▶ Description of the task
Find the line with "One keypoint belongs on each instance. Annotate the grass in", then retype it and each later line through the last, exactly. Leave out pictures.

▶ Provided information
:::
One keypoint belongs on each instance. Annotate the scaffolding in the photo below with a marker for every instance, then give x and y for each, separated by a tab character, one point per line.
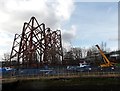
37	45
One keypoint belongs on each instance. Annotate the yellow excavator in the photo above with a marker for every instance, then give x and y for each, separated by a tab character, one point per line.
107	62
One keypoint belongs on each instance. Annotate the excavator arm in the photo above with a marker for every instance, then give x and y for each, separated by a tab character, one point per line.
107	62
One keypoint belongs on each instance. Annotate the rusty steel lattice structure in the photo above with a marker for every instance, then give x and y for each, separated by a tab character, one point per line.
37	45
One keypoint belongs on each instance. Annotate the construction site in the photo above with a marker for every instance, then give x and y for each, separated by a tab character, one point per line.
37	62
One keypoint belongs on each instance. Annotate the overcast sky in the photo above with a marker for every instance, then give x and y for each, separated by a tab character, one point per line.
83	24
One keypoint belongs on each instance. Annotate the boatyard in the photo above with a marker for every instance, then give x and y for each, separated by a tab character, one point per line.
37	62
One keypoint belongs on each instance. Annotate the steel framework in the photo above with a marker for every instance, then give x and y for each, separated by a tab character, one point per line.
37	45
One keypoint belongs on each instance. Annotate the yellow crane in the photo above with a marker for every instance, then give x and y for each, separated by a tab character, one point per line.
107	62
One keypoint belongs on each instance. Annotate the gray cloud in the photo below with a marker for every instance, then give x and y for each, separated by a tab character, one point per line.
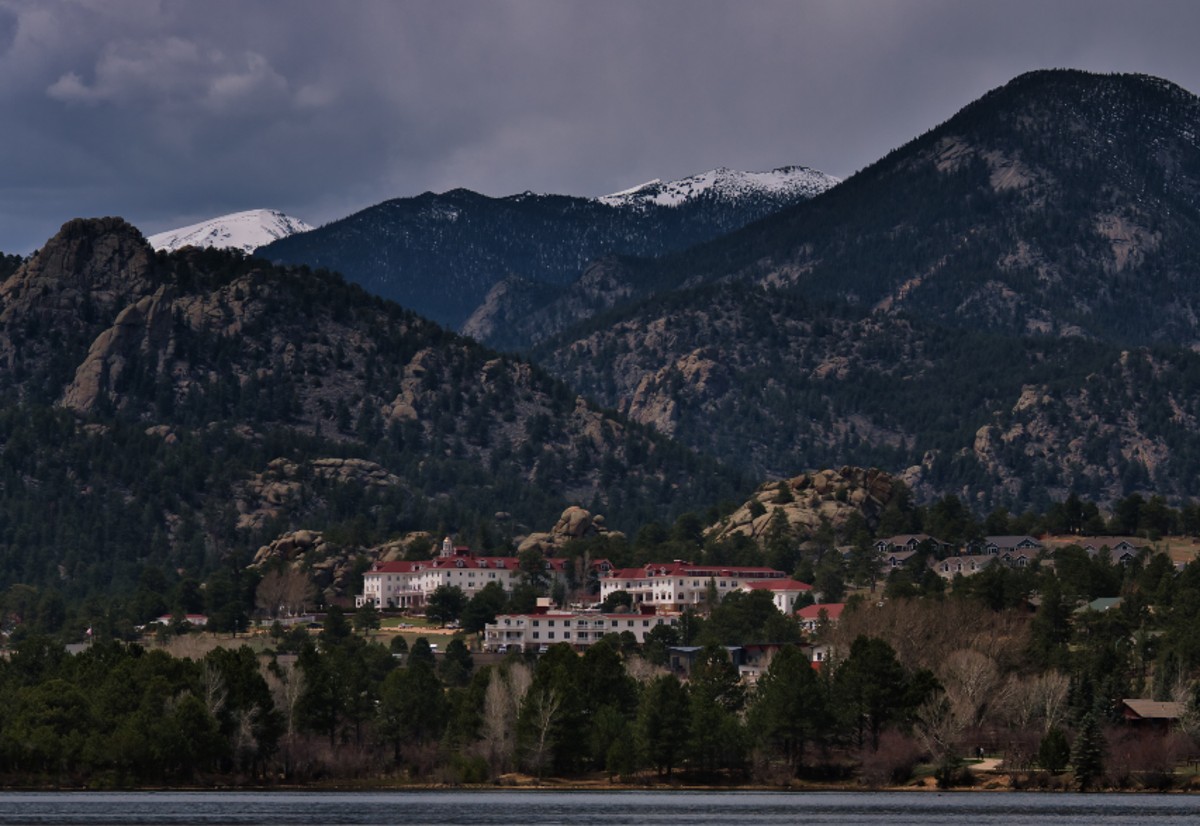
168	112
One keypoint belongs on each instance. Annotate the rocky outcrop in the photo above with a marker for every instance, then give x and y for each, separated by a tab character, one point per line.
811	500
575	524
55	304
285	486
142	329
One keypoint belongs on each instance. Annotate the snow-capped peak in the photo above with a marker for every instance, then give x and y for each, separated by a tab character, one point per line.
241	231
730	184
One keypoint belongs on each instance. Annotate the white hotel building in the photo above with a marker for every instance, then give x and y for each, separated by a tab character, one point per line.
580	629
673	586
408	584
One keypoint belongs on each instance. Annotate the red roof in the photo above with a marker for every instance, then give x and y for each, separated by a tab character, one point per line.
833	611
451	562
778	585
691	569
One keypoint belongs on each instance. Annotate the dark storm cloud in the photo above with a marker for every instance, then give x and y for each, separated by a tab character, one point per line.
167	112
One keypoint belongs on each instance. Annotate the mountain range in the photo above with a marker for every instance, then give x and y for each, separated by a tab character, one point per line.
1003	309
239	231
179	409
441	255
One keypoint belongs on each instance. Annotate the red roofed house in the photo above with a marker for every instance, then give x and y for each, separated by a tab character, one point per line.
786	592
579	629
673	586
810	615
408	584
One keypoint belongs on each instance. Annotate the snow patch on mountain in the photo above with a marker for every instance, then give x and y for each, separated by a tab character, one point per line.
241	231
725	184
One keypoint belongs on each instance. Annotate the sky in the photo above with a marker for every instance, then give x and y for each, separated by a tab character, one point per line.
168	112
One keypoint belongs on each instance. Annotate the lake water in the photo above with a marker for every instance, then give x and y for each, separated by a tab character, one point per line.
534	808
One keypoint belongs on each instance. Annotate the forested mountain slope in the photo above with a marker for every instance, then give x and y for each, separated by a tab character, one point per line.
439	255
1003	307
180	408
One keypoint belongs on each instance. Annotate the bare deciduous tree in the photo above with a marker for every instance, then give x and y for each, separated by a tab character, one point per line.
970	680
505	692
285	591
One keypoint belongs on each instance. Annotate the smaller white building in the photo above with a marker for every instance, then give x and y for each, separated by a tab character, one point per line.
579	629
784	592
673	586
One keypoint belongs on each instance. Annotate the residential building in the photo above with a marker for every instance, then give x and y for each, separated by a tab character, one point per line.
673	586
784	592
911	542
965	566
810	616
580	629
1011	545
408	584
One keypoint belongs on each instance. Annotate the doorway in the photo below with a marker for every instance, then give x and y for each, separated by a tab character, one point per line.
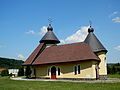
53	72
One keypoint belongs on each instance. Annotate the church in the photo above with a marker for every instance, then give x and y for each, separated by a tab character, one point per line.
81	60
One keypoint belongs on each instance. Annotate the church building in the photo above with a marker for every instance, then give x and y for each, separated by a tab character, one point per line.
81	60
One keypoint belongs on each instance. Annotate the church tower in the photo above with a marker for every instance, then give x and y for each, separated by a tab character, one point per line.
49	38
99	50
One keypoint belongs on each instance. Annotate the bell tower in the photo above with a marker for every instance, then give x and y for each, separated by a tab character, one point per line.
49	38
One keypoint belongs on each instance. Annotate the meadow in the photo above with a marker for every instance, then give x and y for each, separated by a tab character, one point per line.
8	84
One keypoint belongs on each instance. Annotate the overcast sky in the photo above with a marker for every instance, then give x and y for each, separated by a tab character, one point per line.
24	22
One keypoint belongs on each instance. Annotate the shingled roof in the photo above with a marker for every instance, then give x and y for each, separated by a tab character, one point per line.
34	54
64	53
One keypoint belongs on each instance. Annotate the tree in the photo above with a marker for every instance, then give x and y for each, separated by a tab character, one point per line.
28	72
5	73
21	71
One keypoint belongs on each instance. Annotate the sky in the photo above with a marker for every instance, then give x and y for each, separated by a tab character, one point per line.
23	23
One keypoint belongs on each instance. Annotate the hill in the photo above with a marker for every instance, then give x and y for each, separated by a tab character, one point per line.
10	63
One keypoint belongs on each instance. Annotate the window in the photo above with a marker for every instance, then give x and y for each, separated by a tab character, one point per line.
58	71
78	69
48	71
75	70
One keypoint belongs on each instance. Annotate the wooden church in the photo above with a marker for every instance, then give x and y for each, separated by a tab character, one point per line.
82	60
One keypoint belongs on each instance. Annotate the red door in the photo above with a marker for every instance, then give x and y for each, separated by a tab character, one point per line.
53	72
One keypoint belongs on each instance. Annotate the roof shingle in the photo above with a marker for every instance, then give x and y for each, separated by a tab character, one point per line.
66	53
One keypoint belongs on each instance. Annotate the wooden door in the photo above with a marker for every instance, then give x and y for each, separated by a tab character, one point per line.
53	72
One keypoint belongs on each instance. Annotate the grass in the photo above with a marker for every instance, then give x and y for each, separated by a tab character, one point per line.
8	84
114	76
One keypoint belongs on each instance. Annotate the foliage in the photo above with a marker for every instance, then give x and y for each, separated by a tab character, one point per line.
21	71
28	72
5	73
10	63
7	84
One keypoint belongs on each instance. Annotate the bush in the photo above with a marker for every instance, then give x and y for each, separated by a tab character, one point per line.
5	73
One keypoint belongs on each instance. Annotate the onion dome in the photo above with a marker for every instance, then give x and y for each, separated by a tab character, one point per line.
49	37
93	41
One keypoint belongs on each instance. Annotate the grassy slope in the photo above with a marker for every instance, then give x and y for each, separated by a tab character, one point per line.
7	84
113	75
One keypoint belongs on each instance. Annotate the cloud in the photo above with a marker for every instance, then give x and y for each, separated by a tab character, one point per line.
21	57
2	46
30	32
117	48
78	36
113	14
43	30
116	19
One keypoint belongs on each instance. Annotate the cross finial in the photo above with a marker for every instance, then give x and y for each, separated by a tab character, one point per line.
90	22
50	20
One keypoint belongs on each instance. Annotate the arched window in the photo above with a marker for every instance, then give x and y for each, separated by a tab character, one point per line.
48	71
75	70
58	71
78	69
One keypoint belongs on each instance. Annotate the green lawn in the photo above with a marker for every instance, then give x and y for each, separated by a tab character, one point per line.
7	84
113	75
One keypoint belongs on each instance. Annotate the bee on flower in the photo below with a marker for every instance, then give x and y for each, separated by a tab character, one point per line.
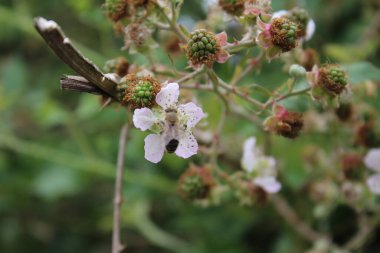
171	124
:::
▶ Written solution
One keypoint belongs on each instance. Annotate the grass in the photo above with a marker for every instance, then give x and y for each, separated by a tab character, one point per line.
8	84
114	76
One keypoint belongs on each instance. Annotate the foliage in the photo above with a marker for every instance, then give x and y for each, separated by a tab character, one point per line.
21	71
28	72
5	73
10	63
7	84
One keypoint belongs on each instance. Annotate the bush in the photo above with a marker for every instance, then give x and y for each, separated by a tab character, one point per line.
5	73
One keypoint belongs on each instance. Annotate the onion dome in the photo above with a marker for every instance, then give x and y for each, separated by a tab character, one point per line.
49	37
93	41
One keypoint belongs on each instance. Annotate the grassy slope in the photo above with a marker for every instance, then give x and y for each, separated by a tab character, one point per line.
7	84
113	75
One keypoint belongs on each instance. Annotate the cloud in the photo above with a marker for every instance, then give x and y for each, separated by a tab character, one point per line.
21	57
2	46
30	32
117	48
78	36
113	14
43	30
116	19
One keypoint belongs on each instance. Annotate the cross finial in the photo above with a marker for every instance, then give x and y for each, separated by a tab character, one point per line.
90	22
50	20
One keypoint belongs on each instance. Annotate the arched window in the photo above with a marker for every instance, then give x and y for each, separated by a tab character, one point per line.
48	71
75	70
58	71
78	69
One keypoint belongs on each instance. Annotate the green lawn in the photo above with a marker for every instance, then give x and y for each, separated by a tab character, one point per line.
7	84
113	75
One keypoint belongs on each instance. Annotate the bee on flower in the photo below with a marker for every instance, then give x and y for each, separated by a tab character, one point per line.
171	124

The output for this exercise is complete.